→ **Task instructions**
1. In the Nagios forum thread, which version of Nagios does alterself.com say is running on MySQL?
2. Rewrite the Nagios forum thread from "I think, i've" up to and including "what's to do?", putting "Apache" in place of "apache".

# How to bring Nagios Webinterface alive

## Lore

Hi.

I think, i've configured nagios properly. But the webinterface gives me that error-message:

 *Quote:*   

> It appears as though you do not have permission to view information for any of the hosts you requested...
> 
> If you believe this is an error, check the HTTP server authentication requirements for accessing this CGI
> 
> and check the authorization options in your CGI configuration file.
> ...

 

I'm really a noob in configuring apache. So, what's to do?

----------

## jean-michel

did you get it working?

I've run into the same problem, dug through the gentoo forms, and am finding no enlightenment.  nagios with mysql starts up and runs just fine, but nothing is accessible via the GUI (except a couple of flat config files)

----------

## alterself.com

this is fixable...i have nagios 1.2 running on mysql. let me know if you still need assistance w/ this  :Smile: 

----------

## soth

I have followed all the directives about how to configure apache with nagios and still this same error.

Stored data entries
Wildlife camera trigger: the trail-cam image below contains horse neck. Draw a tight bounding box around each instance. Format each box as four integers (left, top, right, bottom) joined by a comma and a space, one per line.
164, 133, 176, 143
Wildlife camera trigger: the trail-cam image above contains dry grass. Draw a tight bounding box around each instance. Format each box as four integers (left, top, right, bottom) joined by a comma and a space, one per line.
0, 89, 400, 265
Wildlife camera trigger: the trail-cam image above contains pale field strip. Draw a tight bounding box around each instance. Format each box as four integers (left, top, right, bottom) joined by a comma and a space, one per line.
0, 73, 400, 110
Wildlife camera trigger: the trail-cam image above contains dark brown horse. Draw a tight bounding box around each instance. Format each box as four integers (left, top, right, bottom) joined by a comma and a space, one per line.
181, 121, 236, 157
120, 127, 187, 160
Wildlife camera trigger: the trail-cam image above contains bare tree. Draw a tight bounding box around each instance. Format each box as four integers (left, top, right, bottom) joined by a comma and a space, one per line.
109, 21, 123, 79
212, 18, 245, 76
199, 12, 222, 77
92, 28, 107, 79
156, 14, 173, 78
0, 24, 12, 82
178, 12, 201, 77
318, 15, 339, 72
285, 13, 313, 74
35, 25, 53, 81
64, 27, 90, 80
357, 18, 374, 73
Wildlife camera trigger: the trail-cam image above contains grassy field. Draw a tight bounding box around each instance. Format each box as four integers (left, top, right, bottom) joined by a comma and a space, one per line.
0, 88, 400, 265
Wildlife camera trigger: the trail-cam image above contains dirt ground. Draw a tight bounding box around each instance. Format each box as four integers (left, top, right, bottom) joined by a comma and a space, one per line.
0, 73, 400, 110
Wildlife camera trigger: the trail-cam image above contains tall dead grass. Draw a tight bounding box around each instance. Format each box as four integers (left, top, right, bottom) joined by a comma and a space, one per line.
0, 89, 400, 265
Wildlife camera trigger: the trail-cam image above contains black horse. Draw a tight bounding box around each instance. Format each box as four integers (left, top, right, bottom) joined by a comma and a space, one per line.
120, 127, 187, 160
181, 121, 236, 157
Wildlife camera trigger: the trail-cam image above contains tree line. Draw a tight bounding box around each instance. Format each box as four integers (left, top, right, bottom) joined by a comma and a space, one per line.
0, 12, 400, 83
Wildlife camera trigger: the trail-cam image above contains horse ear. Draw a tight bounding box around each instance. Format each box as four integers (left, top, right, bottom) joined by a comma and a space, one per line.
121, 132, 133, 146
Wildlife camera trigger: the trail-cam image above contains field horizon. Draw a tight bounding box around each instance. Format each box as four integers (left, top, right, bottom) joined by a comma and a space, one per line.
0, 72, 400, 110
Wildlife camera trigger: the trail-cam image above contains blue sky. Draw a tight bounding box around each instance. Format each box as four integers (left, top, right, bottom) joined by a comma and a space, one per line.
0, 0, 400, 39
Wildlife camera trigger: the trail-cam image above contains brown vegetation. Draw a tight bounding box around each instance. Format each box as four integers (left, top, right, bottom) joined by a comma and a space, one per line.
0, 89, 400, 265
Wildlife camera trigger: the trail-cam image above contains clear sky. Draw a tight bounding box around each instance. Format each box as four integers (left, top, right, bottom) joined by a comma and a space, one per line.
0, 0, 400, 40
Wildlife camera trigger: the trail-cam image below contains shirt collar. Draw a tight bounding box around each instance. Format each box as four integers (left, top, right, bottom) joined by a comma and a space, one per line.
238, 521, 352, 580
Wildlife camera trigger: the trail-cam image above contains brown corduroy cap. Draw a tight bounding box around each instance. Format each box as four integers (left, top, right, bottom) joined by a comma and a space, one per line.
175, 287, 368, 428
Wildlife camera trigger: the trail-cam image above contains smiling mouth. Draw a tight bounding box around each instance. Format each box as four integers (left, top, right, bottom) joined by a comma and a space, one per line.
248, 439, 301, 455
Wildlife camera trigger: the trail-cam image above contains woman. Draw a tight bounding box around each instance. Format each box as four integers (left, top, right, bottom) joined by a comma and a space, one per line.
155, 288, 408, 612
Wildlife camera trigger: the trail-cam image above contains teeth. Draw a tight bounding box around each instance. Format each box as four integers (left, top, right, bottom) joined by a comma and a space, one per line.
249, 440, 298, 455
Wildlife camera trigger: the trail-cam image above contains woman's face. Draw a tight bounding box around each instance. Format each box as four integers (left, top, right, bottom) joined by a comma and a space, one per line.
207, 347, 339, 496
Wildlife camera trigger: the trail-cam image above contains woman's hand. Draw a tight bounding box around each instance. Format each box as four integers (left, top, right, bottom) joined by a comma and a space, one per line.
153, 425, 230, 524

→ **Results for the exercise**
1. Nagios 1.2

2.
I think, i've configured nagios properly. But the webinterface gives me that error-message:

 *Quote:*   

> It appears as though you do not have permission to view information for any of the hosts you requested...
> 
> If you believe this is an error, check the HTTP server authentication requirements for accessing this CGI
> 
> and check the authorization options in your CGI configuration file.
> ...

 

I'm really a noob in configuring Apache. So, what's to do?